Instrucción
Continúe el texto sobre el mito de la eficiencia de lo privado frente a lo público a partir de su última oración.

Texto de lectura
------------------------------

El escándalo de la Inquisición no hizo que los cristianos abandonaran los valores y las propuestas del Evangelio. Del mismo modo, el fracaso del socialismo en el este europeo no debe inducir a descartar el socialismo del horizonte de la historia humana. Frei Betto Desde hace unos cuantos años ya pasó a ser común el […]
El escándalo de la Inquisición no hizo que los cristianos abandonaran los valores y las propuestas del Evangelio. Del mismo modo, el fracaso del socialismo en el este europeo no debe inducir a descartar el socialismo del horizonte de la historia humana.
Frei Betto
Desde hace unos cuantos años ya pasó a ser común el prejuicio por el que consideramos de excelente calidad todo lo que sea iniciativa privada, mientras que vemos como malo, corrupto e ineficiente todo lo que sea público. Por supuesto que, como todo prejuicio, exagera determinadas características, generalizando indebidamente sin ningún criterio crítico. Lo cierto es que, una vez puestos a circular, esos prejuicios son muy difíciles, cuando no imposibles, de contrarrestar. No cabe ninguna duda entonces que, hoy por hoy, a nivel global hablar de lo público pasó a ser sinónimo de ineficiencia y corrupción.
Ahora bien: ¿de dónde sale ese mito? Definitivamente va de la mano del triunfo omnímodo del capital transnacional que tiene lugar en estas últimas décadas, tras la caída del muro de Berlín y la extinción del campo socialista soviético. Allí se entroniza el mito de la eficiencia de la empresa privada: la globalización de la que comienza a hablarse es la del capital triunfador sin enemigos que le hagan sombra. Más allá que sea eficiente para ganar dinero y no otra cosa, el mito que se ha entronizado y repetido hasta el hartazgo es que lo privado trabaja mejor que la iniciativa pública, no desperdicia, no derrocha, busca la calidad fundamentalmente eliminando el burocratismo y la pérdida de tiempo, es hiper productivo. Es, para decirlo con términos a la moda: «competitivo». En definitiva: es un ganador exitoso sobre el perdedor decadente que representa lo estatal.

------------------------------

Entradas extraídas
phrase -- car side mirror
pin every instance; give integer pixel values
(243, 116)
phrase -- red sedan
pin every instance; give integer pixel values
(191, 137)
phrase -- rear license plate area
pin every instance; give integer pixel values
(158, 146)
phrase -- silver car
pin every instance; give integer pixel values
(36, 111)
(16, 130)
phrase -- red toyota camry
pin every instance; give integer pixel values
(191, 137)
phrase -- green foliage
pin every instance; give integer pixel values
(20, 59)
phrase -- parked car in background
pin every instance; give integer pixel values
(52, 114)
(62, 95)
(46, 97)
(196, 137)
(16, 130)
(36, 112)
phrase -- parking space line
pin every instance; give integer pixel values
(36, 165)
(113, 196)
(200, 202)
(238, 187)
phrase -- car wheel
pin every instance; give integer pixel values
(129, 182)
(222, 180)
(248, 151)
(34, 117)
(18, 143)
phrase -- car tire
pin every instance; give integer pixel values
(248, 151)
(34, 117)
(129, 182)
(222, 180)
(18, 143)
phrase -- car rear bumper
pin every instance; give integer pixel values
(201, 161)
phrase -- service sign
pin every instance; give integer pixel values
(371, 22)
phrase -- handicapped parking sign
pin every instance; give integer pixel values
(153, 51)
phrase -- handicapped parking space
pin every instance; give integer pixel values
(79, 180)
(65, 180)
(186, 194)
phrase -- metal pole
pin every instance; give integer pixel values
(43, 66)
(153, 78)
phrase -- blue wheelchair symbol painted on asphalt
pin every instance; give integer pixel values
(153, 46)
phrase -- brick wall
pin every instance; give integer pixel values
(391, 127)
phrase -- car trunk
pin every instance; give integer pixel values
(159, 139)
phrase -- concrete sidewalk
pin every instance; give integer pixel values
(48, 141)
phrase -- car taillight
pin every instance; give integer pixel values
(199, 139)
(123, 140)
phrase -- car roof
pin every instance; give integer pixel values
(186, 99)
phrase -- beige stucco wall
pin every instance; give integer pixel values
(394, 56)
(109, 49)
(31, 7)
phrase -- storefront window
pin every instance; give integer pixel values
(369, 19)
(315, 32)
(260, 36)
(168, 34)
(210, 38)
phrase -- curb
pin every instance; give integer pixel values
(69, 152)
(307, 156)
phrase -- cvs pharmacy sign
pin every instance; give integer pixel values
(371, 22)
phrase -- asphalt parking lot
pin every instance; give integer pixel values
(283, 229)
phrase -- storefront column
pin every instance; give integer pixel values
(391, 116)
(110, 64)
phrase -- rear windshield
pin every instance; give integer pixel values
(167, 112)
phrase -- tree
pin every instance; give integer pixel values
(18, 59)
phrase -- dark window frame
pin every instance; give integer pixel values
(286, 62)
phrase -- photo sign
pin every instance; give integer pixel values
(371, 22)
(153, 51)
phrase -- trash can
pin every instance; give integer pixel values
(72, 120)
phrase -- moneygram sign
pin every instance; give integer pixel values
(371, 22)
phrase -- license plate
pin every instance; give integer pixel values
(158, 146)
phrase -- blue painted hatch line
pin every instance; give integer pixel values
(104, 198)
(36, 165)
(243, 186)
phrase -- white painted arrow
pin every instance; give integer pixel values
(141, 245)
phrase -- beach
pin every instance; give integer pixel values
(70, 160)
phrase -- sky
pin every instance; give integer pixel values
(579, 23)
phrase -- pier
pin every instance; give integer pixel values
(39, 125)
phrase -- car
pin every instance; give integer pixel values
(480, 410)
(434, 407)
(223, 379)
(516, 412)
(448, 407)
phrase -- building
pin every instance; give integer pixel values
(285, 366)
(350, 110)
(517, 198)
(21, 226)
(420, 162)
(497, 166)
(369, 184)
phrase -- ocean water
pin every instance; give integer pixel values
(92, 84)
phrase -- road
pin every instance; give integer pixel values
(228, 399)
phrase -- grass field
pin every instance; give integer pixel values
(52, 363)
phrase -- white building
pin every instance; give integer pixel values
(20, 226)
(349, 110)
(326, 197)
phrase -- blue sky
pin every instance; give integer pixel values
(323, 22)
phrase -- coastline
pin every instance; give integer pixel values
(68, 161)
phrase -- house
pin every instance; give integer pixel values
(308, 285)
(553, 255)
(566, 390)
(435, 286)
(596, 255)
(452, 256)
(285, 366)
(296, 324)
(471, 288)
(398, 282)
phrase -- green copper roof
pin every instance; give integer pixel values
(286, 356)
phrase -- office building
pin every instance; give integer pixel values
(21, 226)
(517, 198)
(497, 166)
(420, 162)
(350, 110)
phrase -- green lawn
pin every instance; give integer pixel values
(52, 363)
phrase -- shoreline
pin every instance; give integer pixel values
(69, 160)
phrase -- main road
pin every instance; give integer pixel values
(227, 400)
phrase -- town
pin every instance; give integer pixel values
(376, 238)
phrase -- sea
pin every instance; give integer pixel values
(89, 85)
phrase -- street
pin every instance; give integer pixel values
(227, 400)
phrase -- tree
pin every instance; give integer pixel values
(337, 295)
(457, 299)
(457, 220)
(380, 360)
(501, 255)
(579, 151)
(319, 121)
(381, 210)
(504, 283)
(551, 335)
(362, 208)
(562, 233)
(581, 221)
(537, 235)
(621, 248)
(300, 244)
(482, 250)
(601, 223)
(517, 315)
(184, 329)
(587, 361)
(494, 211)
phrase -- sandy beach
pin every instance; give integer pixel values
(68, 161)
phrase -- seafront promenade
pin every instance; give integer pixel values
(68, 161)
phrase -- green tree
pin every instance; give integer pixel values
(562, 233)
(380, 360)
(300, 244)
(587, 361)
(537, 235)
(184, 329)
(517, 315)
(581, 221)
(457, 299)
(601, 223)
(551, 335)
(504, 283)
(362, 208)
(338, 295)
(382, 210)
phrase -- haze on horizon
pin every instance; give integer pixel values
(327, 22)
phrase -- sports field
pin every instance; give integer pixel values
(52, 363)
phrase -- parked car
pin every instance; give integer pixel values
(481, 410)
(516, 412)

------------------------------

Ejercicio resuelto
Sin dudas eso es mito, relato novelado, porque en lo que sí es eficiente sin ninguna duda es en lo primero: en ganar dinero. Lo demás: no cuenta. Si para obtener ganancias tiene que explotar el trabajo de miles y miles de trabajadores o destruir la naturaleza, ello es apenas una consecuencia colateral. Desde la lógica del lucro, eso no se ve como pérdida. La obtención de ganancias lo justifica todo. Luego se encargará la mentira mediática de arreglar las cosas. ¿Pero quién podría tomar en serio la eficiencia de la empresa privada cuando ella tiene como premisa la catástrofe medioambiental en curso? ¿Por qué seguir repitiendo tamaña estupidez?
Sin dudas que lo estatal, lo público, puede ser ineficiente, pesado y burocrático; ejemplos al respecto sobran, por supuesto. Un análisis sopesado, crítico y veraz del fenómeno nos muestra que todavía estamos muy lejos del mundo de «productores libres asociados» que soñaron los fundadores de socialismo hace 150 años; en todo caso, la mediocridad dominante en la cotidianeidad del campo de lo público nos pone más cerca aún de la pesadilla kafkiana que describía el autor checoslovaco a principios del siglo XX en algunas de sus célebres novelas que de un mecanismo ágil, dinámico y eficiente. La visión estereotipada del empleado público como haragán, siempre listo para el soborno, poco creativo y conservador, lamentablemente en muy buena medida es una realidad. Si en la pantalla de la computadora el nombre de la persona de carne y hueso que consulta aparece como «muerto», lo más probable es que el empleado tras la ventanilla le insista al vivo que reclama que «usted está muerto»…, y lo manda a hacer fila en otra ventanilla.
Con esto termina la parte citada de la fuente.